▶ [課題 1]
EVと日本の産業についての文章を読んで、次の問いに答えてください。
(a) ホンダは何人の早期退職を出したと書かれていますか。
(b) ガソリンエンジンがEVに置き換えられると、電力消費はどうなると書かれていますか。
(c) 日本の基幹産業は、もともと何だったと書かれていますか。
▶ [課題 2] EVと日本の産業についての文章のうち、「脱炭素を厳格に守っているのは日本だけ。これは「かれらの利権」である。」から「スワーゲンという図式である。」までを、その語句も含めて一字も変えずに書き写して返してください。
▶ [課題 3] EVと日本の産業についての文章を、最後の文のあとから書き進めてください。

EVが本格化するとトヨタは潰され、げんにホンダは2000人の早期退職。城下町に失業不安を増大している。首を絞めているのは誰だ。
脱炭素を厳格に守っているのは日本だけ。これは「かれらの利権」である。
ガソリンエンジンが電池によるEV自動車に置き換えられると電力消費は二倍になり、リチウム電池は公害を垂れ流す一方で、トヨタに代表される日本の基幹産業は立ちゆかなくなる。それは中国の陰謀であり、それに加担しているのがフォルクスワーゲンという図式である。
政府が行うべき産業政策とは経済を安定させ成長を促して雇用を増大させつつ生活を豊かにすることでなければならない。日本政府はその正反対の方向へ驀進している。
愚かな、ポピュリズム政治家は小泉ボンボンが代表するが、EVを煽るメディアもどっこいどっこいである。
日本の基幹産業は鉄鋼、造船だった。いまは衰退激しく見る影もなく、企業城下町はゴーストタウンとなった。そして日本の「基幹産業は介護」になった。
鉄鋼も造船もだめになったが、自動車は生き残っている。
加藤康子さんは言う。

▶ [提供された記録]
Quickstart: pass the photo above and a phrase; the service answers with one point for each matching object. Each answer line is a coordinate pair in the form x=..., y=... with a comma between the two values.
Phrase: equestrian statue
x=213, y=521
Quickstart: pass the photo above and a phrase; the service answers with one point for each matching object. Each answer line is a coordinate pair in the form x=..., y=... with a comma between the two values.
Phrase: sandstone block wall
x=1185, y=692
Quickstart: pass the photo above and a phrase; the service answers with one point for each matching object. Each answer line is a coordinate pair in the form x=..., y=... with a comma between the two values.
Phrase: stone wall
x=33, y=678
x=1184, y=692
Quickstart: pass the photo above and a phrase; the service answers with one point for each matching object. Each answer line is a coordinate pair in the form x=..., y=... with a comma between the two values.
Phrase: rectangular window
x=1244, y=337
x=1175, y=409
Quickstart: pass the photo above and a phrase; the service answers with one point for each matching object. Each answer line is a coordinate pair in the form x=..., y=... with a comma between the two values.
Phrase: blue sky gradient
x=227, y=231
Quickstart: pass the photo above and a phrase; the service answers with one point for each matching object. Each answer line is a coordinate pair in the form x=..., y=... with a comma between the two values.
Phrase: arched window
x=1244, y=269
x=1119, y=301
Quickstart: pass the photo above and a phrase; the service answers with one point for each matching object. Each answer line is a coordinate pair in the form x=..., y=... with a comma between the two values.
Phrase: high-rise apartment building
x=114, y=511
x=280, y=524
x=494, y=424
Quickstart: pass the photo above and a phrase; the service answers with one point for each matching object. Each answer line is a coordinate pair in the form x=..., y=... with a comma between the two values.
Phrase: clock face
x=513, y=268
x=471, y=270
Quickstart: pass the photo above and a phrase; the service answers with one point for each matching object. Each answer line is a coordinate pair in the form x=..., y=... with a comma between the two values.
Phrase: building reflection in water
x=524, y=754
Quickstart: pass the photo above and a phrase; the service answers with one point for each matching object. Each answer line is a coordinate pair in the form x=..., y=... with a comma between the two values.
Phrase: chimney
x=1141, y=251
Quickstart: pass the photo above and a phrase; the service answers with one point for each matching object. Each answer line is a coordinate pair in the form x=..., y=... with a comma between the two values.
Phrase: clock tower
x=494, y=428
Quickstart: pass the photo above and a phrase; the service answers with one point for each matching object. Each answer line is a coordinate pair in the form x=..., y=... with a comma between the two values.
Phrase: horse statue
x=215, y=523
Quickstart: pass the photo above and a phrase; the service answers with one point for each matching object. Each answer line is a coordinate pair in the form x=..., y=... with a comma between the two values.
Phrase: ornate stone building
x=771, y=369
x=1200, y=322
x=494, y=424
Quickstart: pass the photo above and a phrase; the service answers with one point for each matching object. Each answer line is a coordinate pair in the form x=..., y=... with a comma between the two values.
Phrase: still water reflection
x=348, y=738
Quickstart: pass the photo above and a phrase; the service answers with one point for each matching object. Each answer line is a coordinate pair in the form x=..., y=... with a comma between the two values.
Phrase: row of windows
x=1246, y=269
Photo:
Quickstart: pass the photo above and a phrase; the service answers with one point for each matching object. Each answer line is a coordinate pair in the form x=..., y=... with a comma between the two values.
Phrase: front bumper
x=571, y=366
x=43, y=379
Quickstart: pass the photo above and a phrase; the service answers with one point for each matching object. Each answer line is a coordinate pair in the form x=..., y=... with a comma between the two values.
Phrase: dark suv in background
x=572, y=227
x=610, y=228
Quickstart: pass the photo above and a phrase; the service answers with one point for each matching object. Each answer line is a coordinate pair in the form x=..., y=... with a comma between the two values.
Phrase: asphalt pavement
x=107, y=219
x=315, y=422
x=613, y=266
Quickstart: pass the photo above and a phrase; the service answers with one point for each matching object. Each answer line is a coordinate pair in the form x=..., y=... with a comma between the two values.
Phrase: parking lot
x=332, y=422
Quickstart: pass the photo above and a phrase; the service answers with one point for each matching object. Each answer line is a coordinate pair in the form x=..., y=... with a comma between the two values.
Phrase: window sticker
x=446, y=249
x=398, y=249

▶ [正解 1]
(a) 2000人
(b) 二倍になる
(c) 鉄鋼、造船

▶ [正解 2]
脱炭素を厳格に守っているのは日本だけ。これは「かれらの利権」である。
ガソリンエンジンが電池によるEV自動車に置き換えられると電力消費は二倍になり、リチウム電池は公害を垂れ流す一方で、トヨタに代表される日本の基幹産業は立ちゆかなくなる。それは中国の陰謀であり、それに加担しているのがフォルクスワーゲンという図式である。

▶ [正解 3]
「(日本は)自動車産業によって支えられているといっても過言ではありません。自動車産業は70兆円の総合産業で、部品、素材、組み立て、販売、整備、物流、交通、金融など、多岐に亘り国民経済を支えています。日本から自動車産業がなくなったら未来に豊かな暮らしを続けることはできません。EV推進は、今までのどの政策よりも、日本の経済と産業構造に決定的な打撃を与える政策です。舵取りを誤ると日本は長年培ってきた工業立国の土台を失い、多くの失業者をかかえることになります」
「早い話、エンジンとトランスミッションがバッテリーとモーターに変わると、コストの4割はリチウムイオン電池となる。この原料が中国に握られている。日本の自動車業界は中国の指図によって動かされるということになる。」
国際政治は環境・環境と五月蝿く、実現不可能なカーボンゼロのお呪いを唱えているが、この裏に隠された中国の野心、そして欧州勢のトヨタ潰しの陰謀という背景を知るべきではないか。
げんにトヨタの社長は、最大で百万人の雇用が失われるばかりか、15兆円の貿易黒字が蒸発すると警告している。
これを深刻な産業機器と認識している政治家もジャーナリストも産業人も少数派で、多くが『環境保護』の戯言に酔って、自らの首を自らで絞めている。 なるほど善意の固まりである日本人は、地獄へ向かって突進している過程になることさえ気がつかないのである。
日本政府が支援するべきはハイブリッド車である。世界のユーザーがトヨタのハイブリッドを欲しがっているのに、日本の産業を潰し、外国の産業を育成し、いつか来た道を驀進する。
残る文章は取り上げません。